**Exercise prompt:** Update the listing below by replacing "innermost" with "central" wherever it occurs, leaving everything else unchanged.

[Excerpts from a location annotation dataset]
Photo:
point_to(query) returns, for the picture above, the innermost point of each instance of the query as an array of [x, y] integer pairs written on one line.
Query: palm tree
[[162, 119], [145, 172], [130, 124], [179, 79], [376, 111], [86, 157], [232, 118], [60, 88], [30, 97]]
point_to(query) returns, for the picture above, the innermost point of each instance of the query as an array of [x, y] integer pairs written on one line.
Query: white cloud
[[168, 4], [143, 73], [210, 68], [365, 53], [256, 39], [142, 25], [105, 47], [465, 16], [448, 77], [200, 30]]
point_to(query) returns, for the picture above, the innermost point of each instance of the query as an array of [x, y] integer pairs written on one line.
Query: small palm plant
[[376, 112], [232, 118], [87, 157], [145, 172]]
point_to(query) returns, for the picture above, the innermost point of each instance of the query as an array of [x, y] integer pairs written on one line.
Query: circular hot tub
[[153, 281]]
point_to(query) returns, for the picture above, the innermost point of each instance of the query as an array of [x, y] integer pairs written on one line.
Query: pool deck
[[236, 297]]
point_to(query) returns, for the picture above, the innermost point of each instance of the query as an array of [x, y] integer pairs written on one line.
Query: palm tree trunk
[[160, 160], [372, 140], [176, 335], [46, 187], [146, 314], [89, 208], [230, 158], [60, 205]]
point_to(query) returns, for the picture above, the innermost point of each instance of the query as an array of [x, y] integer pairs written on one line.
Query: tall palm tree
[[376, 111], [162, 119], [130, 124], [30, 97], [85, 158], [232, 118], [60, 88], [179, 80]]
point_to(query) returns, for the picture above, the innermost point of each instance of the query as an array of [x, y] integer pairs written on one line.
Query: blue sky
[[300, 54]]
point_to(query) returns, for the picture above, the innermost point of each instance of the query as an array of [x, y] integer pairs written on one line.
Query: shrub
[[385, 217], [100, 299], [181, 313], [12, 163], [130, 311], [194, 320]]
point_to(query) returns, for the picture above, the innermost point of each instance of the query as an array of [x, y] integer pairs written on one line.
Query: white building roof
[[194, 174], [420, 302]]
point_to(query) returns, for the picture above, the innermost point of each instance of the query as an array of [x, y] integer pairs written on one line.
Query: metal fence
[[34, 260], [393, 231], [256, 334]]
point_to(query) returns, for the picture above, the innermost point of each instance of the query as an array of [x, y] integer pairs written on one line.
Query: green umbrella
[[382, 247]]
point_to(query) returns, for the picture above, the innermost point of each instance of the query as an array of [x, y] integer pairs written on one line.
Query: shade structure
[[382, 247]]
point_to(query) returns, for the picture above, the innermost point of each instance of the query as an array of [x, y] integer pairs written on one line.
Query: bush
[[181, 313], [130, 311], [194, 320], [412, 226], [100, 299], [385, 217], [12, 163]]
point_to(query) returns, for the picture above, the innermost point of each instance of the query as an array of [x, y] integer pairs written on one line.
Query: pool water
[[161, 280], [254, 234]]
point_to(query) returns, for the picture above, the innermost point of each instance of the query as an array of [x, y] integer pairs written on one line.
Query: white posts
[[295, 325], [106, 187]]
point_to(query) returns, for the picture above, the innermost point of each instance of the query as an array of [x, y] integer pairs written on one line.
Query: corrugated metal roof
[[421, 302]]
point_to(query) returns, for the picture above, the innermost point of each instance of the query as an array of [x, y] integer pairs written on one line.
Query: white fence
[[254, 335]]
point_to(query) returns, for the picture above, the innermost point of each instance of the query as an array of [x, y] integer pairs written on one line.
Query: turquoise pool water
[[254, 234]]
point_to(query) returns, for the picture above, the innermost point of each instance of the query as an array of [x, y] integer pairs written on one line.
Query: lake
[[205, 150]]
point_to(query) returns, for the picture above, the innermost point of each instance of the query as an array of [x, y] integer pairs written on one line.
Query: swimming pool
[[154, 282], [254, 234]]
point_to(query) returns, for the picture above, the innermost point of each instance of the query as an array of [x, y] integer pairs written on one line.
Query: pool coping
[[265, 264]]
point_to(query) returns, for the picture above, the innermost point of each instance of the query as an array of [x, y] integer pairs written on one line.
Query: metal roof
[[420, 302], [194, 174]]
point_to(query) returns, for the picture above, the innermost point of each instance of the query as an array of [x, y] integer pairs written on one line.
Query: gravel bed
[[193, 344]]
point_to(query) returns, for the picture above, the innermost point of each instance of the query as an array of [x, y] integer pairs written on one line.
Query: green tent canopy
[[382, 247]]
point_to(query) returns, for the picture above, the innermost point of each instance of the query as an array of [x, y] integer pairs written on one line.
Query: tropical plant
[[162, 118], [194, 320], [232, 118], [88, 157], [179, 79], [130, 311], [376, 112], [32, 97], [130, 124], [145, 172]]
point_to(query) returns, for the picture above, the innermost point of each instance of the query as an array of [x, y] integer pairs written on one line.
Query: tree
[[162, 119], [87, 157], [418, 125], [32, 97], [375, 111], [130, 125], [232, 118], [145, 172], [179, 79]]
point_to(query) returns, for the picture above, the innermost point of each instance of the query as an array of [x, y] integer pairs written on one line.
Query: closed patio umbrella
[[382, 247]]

**Answer below:**
Photo:
point_to(query) returns, for the picture above, the central point of each instance of the query as an array of [x, y] integer pairs written on one line.
Query: palm tree
[[162, 119], [145, 172], [130, 124], [179, 79], [376, 111], [86, 157], [232, 118], [60, 88], [30, 97]]
point_to(query) returns, for the picture above, the central point of each instance of the query as an array of [x, y] integer pairs written on one line.
Query: white cloud
[[168, 4], [143, 73], [210, 68], [365, 53], [256, 39], [142, 25], [105, 47], [465, 16], [448, 77], [200, 30]]
point_to(query) returns, for the picture above, the central point of each instance of the query as an array of [x, y] integer pairs written on one line.
Query: small palm plant
[[376, 112], [232, 118], [87, 157], [145, 172]]
point_to(query) returns, for the picture above, the central point of each instance of the query as an array of [x, y] integer pairs written on one line.
Query: circular hot tub
[[153, 281]]
point_to(query) returns, for the picture above, the central point of each instance of the query as an array of [x, y] integer pairs written on one line.
Query: pool deck
[[236, 297]]
point_to(query) returns, for the picture above, the central point of each instance of the query as an array of [x, y] integer pairs written on one line.
Query: palm tree trunk
[[160, 160], [372, 140], [176, 335], [46, 187], [146, 314], [89, 208], [230, 158], [60, 205]]
point_to(query) returns, for the picture above, the central point of each instance of the query as an array of [x, y] integer pairs written on one line.
Query: tall palm tree
[[376, 111], [162, 119], [130, 124], [30, 97], [85, 158], [232, 118], [60, 88], [179, 80]]
point_to(query) returns, for the picture above, the central point of each instance of the query as an array of [x, y] integer pairs written on one line.
Query: blue sky
[[300, 54]]
point_to(query) returns, for the picture above, the central point of each instance of the query as an array of [x, y] integer pairs written on one line.
Query: shrub
[[385, 217], [100, 299], [181, 313], [12, 163], [130, 311], [194, 320]]
point_to(query) returns, for the picture above, the central point of each instance of the query as an array of [x, y] integer pairs written on one line.
Query: white building roof
[[194, 174], [420, 302]]
point_to(query) returns, for the picture above, the central point of each instance of the query as an array of [x, y] integer pairs written on one line.
Query: metal fence
[[34, 260], [393, 231], [256, 334]]
point_to(query) returns, for the picture above, the central point of each instance of the query as an array of [x, y] integer pairs written on one line.
Query: green umbrella
[[382, 247]]
point_to(query) returns, for the picture above, the central point of each instance of the query as an array of [x, y] integer pairs written on one line.
Query: shade structure
[[382, 247]]
point_to(query) returns, for the picture above, the central point of each instance of the query as an array of [x, y] integer pairs written on one line.
Query: bush
[[181, 313], [130, 311], [194, 320], [412, 226], [100, 299], [385, 217], [12, 163]]
point_to(query) returns, for the picture above, the central point of each instance of the query as an array of [x, y] integer pairs written on one line.
Query: pool water
[[161, 280], [254, 234]]
point_to(query) returns, for the picture above, the central point of each instance of the query as an array of [x, y] integer pairs written on one line.
Query: white posts
[[295, 325], [106, 187]]
point_to(query) returns, for the picture above, the central point of each instance of the query as an array of [x, y] integer pairs written on one line.
Query: corrugated metal roof
[[421, 302]]
point_to(query) returns, for the picture above, the central point of each instance of the query as an array of [x, y] integer pairs written on one line.
Query: white fence
[[254, 335]]
point_to(query) returns, for the picture above, the central point of each instance of the query as an array of [x, y] integer pairs written on one line.
Query: turquoise pool water
[[254, 234]]
point_to(query) returns, for the picture above, the central point of each instance of the query as an array of [x, y] integer pairs written on one line.
Query: lake
[[205, 150]]
point_to(query) returns, for the picture above, the central point of each instance of the query as an array of [x, y] integer pairs written on one line.
Query: swimming pool
[[154, 282], [254, 234]]
point_to(query) returns, for the picture above, the central point of each instance of the query as an array of [x, y] integer pairs written on one line.
Query: pool coping
[[265, 264]]
point_to(query) returns, for the picture above, the central point of each instance of the query as an array of [x, y] integer pairs written on one line.
Query: metal roof
[[420, 302], [194, 174]]
point_to(query) returns, for the picture above, the central point of each instance of the query as an array of [x, y] integer pairs written on one line.
Query: gravel bed
[[193, 344]]
point_to(query) returns, for the picture above, the central point of each instance of the query as an array of [x, y] integer pairs written on one line.
Query: green tent canopy
[[382, 247]]
point_to(query) returns, for the picture above, the central point of each instance of the query as an array of [x, y] integer pairs written on one line.
Query: tropical plant
[[162, 118], [194, 320], [232, 118], [88, 157], [179, 79], [130, 311], [376, 112], [32, 97], [130, 124], [145, 172]]
point_to(query) returns, for the picture above, the central point of each instance of the query as an array of [x, y] integer pairs written on one line.
Query: tree
[[162, 119], [87, 157], [418, 125], [32, 97], [375, 111], [130, 125], [232, 118], [145, 172], [179, 79]]
point_to(query) returns, for the picture above, the central point of each instance of the query as an array of [x, y] integer pairs written on one line.
Query: closed patio umbrella
[[382, 247]]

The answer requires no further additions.